(Records from a dataset)
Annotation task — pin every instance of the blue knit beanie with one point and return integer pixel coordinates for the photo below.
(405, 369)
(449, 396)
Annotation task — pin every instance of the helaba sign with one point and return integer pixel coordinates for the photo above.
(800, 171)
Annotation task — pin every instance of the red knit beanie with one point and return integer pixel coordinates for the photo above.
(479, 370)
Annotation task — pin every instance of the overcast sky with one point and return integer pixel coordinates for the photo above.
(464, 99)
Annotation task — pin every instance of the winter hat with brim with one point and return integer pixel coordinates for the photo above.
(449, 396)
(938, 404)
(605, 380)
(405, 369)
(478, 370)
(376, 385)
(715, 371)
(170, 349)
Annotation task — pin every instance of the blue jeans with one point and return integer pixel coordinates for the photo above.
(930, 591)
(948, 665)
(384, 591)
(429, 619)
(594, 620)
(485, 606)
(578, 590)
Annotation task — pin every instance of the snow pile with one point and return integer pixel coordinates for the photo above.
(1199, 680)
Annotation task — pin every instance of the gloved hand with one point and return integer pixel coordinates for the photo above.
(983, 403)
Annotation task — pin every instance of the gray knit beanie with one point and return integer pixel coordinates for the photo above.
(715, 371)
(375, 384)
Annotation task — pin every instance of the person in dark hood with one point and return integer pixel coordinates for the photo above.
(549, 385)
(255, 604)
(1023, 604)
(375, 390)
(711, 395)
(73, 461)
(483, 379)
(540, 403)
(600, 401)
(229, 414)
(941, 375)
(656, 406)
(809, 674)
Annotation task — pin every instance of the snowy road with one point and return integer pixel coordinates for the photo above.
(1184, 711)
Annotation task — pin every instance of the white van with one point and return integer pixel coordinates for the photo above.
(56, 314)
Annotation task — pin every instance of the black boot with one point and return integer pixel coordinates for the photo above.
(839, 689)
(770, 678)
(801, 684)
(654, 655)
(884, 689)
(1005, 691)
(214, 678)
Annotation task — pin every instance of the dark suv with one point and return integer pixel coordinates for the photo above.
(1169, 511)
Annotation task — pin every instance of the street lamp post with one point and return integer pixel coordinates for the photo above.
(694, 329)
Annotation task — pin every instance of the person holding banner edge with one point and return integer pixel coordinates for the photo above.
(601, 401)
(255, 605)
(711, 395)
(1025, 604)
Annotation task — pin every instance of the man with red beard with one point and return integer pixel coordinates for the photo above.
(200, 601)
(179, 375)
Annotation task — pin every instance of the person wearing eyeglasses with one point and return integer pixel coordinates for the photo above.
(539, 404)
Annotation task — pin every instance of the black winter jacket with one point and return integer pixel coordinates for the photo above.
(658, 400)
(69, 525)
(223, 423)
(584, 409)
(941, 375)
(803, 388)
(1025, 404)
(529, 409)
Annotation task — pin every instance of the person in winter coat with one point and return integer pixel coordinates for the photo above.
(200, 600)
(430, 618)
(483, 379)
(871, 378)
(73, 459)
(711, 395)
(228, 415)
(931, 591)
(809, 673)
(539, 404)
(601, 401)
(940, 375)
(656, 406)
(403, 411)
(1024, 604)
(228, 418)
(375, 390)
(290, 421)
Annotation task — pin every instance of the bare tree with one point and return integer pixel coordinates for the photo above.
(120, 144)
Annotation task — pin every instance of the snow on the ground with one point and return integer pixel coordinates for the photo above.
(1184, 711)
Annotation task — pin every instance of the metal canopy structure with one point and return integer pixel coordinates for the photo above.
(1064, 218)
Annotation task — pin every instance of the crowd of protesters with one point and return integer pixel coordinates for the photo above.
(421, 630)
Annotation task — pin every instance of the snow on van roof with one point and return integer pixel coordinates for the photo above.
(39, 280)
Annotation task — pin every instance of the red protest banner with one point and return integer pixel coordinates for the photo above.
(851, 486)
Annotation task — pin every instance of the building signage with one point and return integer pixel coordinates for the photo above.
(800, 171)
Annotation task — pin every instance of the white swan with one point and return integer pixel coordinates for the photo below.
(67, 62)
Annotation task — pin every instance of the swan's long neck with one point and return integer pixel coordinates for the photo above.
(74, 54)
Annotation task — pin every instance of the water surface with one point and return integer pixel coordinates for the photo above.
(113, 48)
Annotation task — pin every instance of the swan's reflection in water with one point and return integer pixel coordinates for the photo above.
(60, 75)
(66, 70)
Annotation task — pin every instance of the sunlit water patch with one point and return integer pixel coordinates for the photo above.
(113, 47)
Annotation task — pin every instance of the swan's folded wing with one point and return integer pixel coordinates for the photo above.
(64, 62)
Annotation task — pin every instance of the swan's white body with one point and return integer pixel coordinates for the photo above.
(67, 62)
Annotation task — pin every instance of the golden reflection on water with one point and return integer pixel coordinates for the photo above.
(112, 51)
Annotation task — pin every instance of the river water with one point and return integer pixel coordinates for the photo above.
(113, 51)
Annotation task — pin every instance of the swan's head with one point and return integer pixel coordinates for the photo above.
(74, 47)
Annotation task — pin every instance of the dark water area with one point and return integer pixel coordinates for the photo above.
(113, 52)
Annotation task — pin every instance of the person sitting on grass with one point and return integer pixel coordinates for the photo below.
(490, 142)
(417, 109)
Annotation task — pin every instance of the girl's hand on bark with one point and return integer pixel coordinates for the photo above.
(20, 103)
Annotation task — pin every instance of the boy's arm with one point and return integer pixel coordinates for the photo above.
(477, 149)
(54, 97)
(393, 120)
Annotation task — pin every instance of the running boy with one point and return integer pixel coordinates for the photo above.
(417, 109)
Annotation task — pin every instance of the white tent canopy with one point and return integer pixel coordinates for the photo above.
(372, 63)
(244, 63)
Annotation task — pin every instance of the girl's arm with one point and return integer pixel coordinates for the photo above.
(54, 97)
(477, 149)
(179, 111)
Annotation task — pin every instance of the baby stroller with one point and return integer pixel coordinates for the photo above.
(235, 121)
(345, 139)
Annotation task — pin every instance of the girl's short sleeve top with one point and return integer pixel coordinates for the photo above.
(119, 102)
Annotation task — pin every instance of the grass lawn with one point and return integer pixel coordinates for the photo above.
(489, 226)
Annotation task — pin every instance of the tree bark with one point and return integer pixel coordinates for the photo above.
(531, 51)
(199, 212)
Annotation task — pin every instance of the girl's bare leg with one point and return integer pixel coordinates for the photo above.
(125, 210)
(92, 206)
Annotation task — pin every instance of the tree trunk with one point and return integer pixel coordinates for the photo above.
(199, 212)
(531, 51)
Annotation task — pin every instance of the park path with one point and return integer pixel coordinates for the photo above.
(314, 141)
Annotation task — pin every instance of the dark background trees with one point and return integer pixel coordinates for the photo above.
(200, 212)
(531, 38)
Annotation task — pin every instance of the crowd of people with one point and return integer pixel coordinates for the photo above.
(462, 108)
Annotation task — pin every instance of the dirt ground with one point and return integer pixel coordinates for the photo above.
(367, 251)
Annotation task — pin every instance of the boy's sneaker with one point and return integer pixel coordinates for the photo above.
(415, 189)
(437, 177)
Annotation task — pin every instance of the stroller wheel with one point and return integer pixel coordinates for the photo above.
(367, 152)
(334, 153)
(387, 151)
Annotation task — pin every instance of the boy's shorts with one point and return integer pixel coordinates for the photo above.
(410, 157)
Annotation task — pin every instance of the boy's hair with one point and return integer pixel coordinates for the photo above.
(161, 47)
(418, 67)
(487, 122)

◆ **Required task**
Every entry should be output exactly as written, please.

◆ **Exercise answer**
Annotation task — pin every instance of the blue knit beanie with one point and return integer pixel coordinates for the photo below.
(405, 369)
(449, 396)
Annotation task — pin every instance of the helaba sign with one point and return integer pixel coordinates for the photo above.
(800, 171)
Annotation task — pin every instance of the red knit beanie with one point and return integer pixel coordinates for the photo above.
(479, 370)
Annotation task — pin every instance of the overcast sky with one point and return integer pixel coordinates for the photo above.
(464, 99)
Annotation task — pin every instance of the winter hat with brim with one point and return integer pixel coordinates for the photo above.
(449, 396)
(938, 404)
(605, 380)
(405, 369)
(478, 370)
(376, 385)
(715, 371)
(170, 349)
Annotation task — pin every instance of the blue jeans with one point and return integer pixel coordinates for the photo above.
(930, 591)
(948, 665)
(384, 591)
(429, 619)
(594, 620)
(485, 606)
(578, 590)
Annotation task — pin every instance of the snow pile with one point and return integer pixel coordinates for the photo above.
(1199, 680)
Annotation task — pin every instance of the gloved hand with one point and return integer pixel coordinates for the photo above.
(983, 403)
Annotation task — pin every instance of the gray knit beanie with one point and return integer pixel coordinates for the photo above.
(715, 371)
(375, 384)
Annotation task — pin every instance of the person in dark hood with one point and return integer pixel coordinates for the photo above.
(549, 385)
(255, 604)
(1023, 604)
(375, 390)
(711, 395)
(73, 461)
(483, 379)
(540, 403)
(600, 401)
(229, 414)
(941, 375)
(656, 406)
(809, 674)
Annotation task — pin every instance of the snowy road with one point and return integer pixel coordinates for the photo above.
(1184, 711)
Annotation task — pin every instance of the white van with one point and return integer pixel coordinates for the photo above.
(56, 314)
Annotation task — pin every instance of the black boot with one point and return integer pixel coordinates for the photo above.
(839, 689)
(770, 678)
(801, 684)
(654, 655)
(884, 689)
(1005, 691)
(214, 678)
Annotation task — pin every instance of the dark suv with one point and return integer pixel coordinates for the photo above.
(1169, 511)
Annotation task — pin every instance of the street lamp post with one point and return integer pixel coordinates for the photo above.
(694, 329)
Annotation task — pin every instance of the person holding banner edge with one point and return integer pixel coordinates for the photo above.
(601, 401)
(255, 605)
(711, 395)
(1025, 604)
Annotation task — pin every instance of the man with red beard with one point and return integer pixel coordinates for the photo above.
(200, 601)
(179, 375)
Annotation task — pin every instance of the person wearing eyeglasses with one point and return integer pixel coordinates for the photo above.
(539, 404)
Annotation task — pin every instance of the black winter jacket with one point and return integer pixel coordinates for the photo above.
(658, 400)
(69, 525)
(223, 423)
(584, 409)
(941, 375)
(803, 388)
(1025, 404)
(529, 409)
Annotation task — pin every instance of the person in winter coat with one point and return integer pixel coordinates for the photo above.
(200, 600)
(430, 618)
(483, 379)
(871, 378)
(73, 459)
(711, 395)
(228, 415)
(931, 591)
(809, 673)
(539, 404)
(601, 401)
(940, 375)
(656, 406)
(403, 411)
(1024, 604)
(228, 418)
(375, 390)
(290, 421)
Annotation task — pin every instance of the bare tree with one point and return integer pixel coordinates for the photo above.
(120, 144)
Annotation task — pin every instance of the snow on the ground with one point and return integer pixel coordinates for the photo above.
(1184, 711)
Annotation task — pin every instance of the metal canopy structure with one point and return integer pixel coordinates for the photo above.
(1064, 218)
Annotation task — pin every instance of the crowd of protesters with one point and return integer pixel coordinates for the photo above.
(421, 630)
Annotation task — pin every instance of the snow on van roof with one point and return integer pixel coordinates for the photo above.
(39, 280)
Annotation task — pin every instance of the red protest banner with one point and return integer pixel coordinates for the photo above.
(851, 486)
Annotation task — pin every instance of the building signage with one point and return integer pixel coordinates for the photo above.
(800, 171)
Annotation task — pin every instance of the white swan with one point and return integer pixel coordinates for the photo below.
(67, 62)
Annotation task — pin every instance of the swan's long neck with one point and return integer pixel coordinates for the photo above.
(74, 54)
Annotation task — pin every instance of the water surface with one point and return integer pixel coordinates for the photo above.
(113, 48)
Annotation task — pin every instance of the swan's reflection in water with one point and return integer pixel coordinates for the photo above.
(60, 75)
(66, 70)
Annotation task — pin every instance of the sunlit water patch with one point and return integer pixel coordinates for the photo above.
(113, 47)
Annotation task — pin every instance of the swan's folded wing with one point and return integer pixel coordinates for the photo above.
(64, 62)
Annotation task — pin every instance of the swan's white body with one point and return integer pixel coordinates for the photo above.
(67, 62)
Annotation task — pin every instance of the golden reflection on water with one point and return integer pixel coordinates for the photo above.
(112, 51)
Annotation task — pin every instance of the river water with one point and return integer pixel coordinates for the photo above.
(113, 51)
Annotation task — pin every instance of the swan's head with one point and return integer pixel coordinates for the photo above.
(74, 47)
Annotation task — pin every instance of the dark water area with one point and return integer pixel coordinates for the photo above.
(113, 52)
Annotation task — pin every instance of the person sitting on grass with one point and return integer pixel coordinates for the photo below.
(490, 142)
(417, 109)
Annotation task — pin every instance of the girl's hand on bark with one point and return integer pixel coordinates for the photo above.
(20, 103)
Annotation task — pin every instance of the boy's arm with one point and return integer pixel coordinates for the photo above.
(477, 149)
(54, 97)
(393, 120)
Annotation task — pin every instance of the running boy with one point and return integer pixel coordinates for the photo above.
(417, 109)
Annotation task — pin every instance of the white tent canopy with one point and return integer pixel coordinates for the photo above.
(372, 63)
(244, 63)
Annotation task — pin every instance of the girl's arm with one point and return integer pixel coordinates for the photo above.
(54, 97)
(477, 149)
(179, 111)
Annotation task — pin every instance of the baby stroller with one point and return integer pixel coordinates for the photo above.
(235, 121)
(345, 139)
Annotation task — pin every instance of the girl's short sleeve top with one point and return integer pixel coordinates for the photo above.
(119, 102)
Annotation task — pin every instance of the grass lawn with one point and return integer pixel coordinates for the photo above.
(489, 226)
Annotation task — pin every instance of the tree bark with one point and return integer pixel coordinates for the photo above.
(531, 51)
(199, 212)
Annotation task — pin every instance of the girl's bare leg with one point and return integer pixel coordinates for the photo above.
(125, 210)
(92, 206)
Annotation task — pin every instance of the tree trunk with one point and return integer pixel coordinates for the photo above.
(199, 212)
(531, 51)
Annotation task — pin every instance of the park path with one point and return integer pixel coordinates for the photo above.
(314, 141)
Annotation task — pin every instance of the dark background trees with one point and return integer pixel coordinates for the photo above.
(200, 212)
(531, 38)
Annotation task — pin every instance of the crowd of people with one point and return integer pixel coordinates for the photo above.
(462, 108)
Annotation task — pin every instance of the dirt ground with one point and return integer pixel coordinates for the photo above.
(367, 251)
Annotation task — pin every instance of the boy's sneaker with one point and return integer pixel coordinates for the photo above.
(415, 189)
(437, 177)
Annotation task — pin every instance of the stroller wheel with one point and return integer pixel coordinates for the photo above.
(367, 152)
(334, 153)
(387, 151)
Annotation task — pin every instance of the boy's shorts with one point and return integer pixel coordinates for the photo above.
(410, 157)
Annotation task — pin every instance of the boy's hair with one point and return integer pixel coordinates for the photo above.
(161, 47)
(418, 67)
(487, 122)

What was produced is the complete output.